Format these records as a Markdown table with the columns n and Line, giving each line's row number under n and the line itself under Line. Leave out blank lines.

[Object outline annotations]
####################

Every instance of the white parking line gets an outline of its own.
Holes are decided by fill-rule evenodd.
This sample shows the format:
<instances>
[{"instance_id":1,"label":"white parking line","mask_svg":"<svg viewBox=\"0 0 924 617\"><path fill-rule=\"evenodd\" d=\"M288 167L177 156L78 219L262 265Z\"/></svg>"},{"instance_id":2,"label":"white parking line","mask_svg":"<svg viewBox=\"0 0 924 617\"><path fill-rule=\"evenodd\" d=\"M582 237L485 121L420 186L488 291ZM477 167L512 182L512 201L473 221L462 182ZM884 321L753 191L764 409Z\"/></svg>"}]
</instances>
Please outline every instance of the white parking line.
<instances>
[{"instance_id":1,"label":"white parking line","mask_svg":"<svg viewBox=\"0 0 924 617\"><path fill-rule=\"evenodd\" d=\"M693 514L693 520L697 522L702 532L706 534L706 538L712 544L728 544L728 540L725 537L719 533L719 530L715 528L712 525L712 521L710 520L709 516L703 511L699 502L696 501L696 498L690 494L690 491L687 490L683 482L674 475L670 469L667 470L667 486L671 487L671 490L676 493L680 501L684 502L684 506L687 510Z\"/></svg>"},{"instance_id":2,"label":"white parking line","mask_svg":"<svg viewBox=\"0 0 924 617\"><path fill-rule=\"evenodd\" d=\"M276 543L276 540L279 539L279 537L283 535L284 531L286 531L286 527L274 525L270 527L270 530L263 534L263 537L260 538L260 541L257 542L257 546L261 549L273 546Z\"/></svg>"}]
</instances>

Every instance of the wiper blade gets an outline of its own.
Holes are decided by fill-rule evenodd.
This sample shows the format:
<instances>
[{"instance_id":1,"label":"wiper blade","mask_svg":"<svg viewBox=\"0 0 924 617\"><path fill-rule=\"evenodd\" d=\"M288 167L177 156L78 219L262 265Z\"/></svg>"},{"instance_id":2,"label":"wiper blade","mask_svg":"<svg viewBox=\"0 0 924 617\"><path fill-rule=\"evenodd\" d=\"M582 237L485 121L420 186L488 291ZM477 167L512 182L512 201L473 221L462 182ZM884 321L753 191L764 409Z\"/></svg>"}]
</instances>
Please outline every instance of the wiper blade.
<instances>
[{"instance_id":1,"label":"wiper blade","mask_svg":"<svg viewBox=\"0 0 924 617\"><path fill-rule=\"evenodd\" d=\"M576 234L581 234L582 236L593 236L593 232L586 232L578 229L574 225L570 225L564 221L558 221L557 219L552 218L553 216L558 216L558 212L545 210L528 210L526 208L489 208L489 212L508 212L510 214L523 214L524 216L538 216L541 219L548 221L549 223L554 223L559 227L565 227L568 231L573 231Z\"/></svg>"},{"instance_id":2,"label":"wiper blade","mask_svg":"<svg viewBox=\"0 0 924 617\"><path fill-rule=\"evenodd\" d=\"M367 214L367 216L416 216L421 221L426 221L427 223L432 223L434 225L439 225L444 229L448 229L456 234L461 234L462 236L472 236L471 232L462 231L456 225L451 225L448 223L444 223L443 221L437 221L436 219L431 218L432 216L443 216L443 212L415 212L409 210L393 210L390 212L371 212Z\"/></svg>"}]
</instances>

####################

OUTPUT OF THE TASK:
| n | Line |
|---|---|
| 1 | Every instance of the white parking line gets an outline of its own. |
| 2 | Holes are decided by fill-rule evenodd. |
| 3 | This sample shows the format: |
| 4 | <instances> |
| 5 | [{"instance_id":1,"label":"white parking line","mask_svg":"<svg viewBox=\"0 0 924 617\"><path fill-rule=\"evenodd\" d=\"M288 167L177 156L78 219L262 265Z\"/></svg>"},{"instance_id":2,"label":"white parking line","mask_svg":"<svg viewBox=\"0 0 924 617\"><path fill-rule=\"evenodd\" d=\"M582 237L485 121L420 186L488 291ZM477 167L512 182L512 201L473 221L462 182ZM884 321L753 191L764 409Z\"/></svg>"}] |
| 6 | </instances> |
| 7 | Please outline every instance of the white parking line. |
| 8 | <instances> |
| 9 | [{"instance_id":1,"label":"white parking line","mask_svg":"<svg viewBox=\"0 0 924 617\"><path fill-rule=\"evenodd\" d=\"M693 514L693 520L697 522L702 532L706 534L706 538L712 544L728 544L728 540L725 537L719 533L719 530L715 528L712 525L712 521L710 520L709 516L703 511L699 502L696 501L696 498L690 494L690 491L687 490L683 482L674 475L670 469L667 470L667 486L671 487L671 490L676 493L680 501L684 502L684 506L687 510Z\"/></svg>"},{"instance_id":2,"label":"white parking line","mask_svg":"<svg viewBox=\"0 0 924 617\"><path fill-rule=\"evenodd\" d=\"M276 543L276 540L279 539L279 537L283 535L284 531L286 531L286 527L274 525L270 527L270 530L263 534L263 537L260 538L260 541L257 542L257 546L261 549L273 546Z\"/></svg>"}] |
| 10 | </instances> |
| 11 | Every instance of the wiper blade gets an outline of its own. |
| 12 | Holes are decided by fill-rule evenodd. |
| 13 | This sample shows the format: |
| 14 | <instances> |
| 15 | [{"instance_id":1,"label":"wiper blade","mask_svg":"<svg viewBox=\"0 0 924 617\"><path fill-rule=\"evenodd\" d=\"M288 167L177 156L78 219L262 265Z\"/></svg>"},{"instance_id":2,"label":"wiper blade","mask_svg":"<svg viewBox=\"0 0 924 617\"><path fill-rule=\"evenodd\" d=\"M582 237L485 121L420 186L488 291ZM477 167L512 182L512 201L473 221L462 182ZM884 321L753 191L764 409Z\"/></svg>"}] |
| 16 | </instances> |
| 17 | Please outline every instance of the wiper blade. |
| 18 | <instances> |
| 19 | [{"instance_id":1,"label":"wiper blade","mask_svg":"<svg viewBox=\"0 0 924 617\"><path fill-rule=\"evenodd\" d=\"M576 234L581 234L582 236L593 236L593 232L586 232L578 229L574 225L570 225L564 221L558 221L557 219L552 218L553 216L558 216L558 212L545 210L528 210L526 208L489 208L489 212L508 212L510 214L523 214L524 216L538 216L541 219L548 221L549 223L554 223L559 227L565 227L568 231L573 231Z\"/></svg>"},{"instance_id":2,"label":"wiper blade","mask_svg":"<svg viewBox=\"0 0 924 617\"><path fill-rule=\"evenodd\" d=\"M367 214L367 216L416 216L421 221L426 221L427 223L432 223L434 225L439 225L444 229L448 229L456 234L461 234L462 236L472 236L471 232L462 231L456 225L451 225L448 223L444 223L443 221L437 221L436 219L431 218L432 216L443 216L443 212L415 212L409 210L393 210L390 212L371 212Z\"/></svg>"}] |
| 20 | </instances> |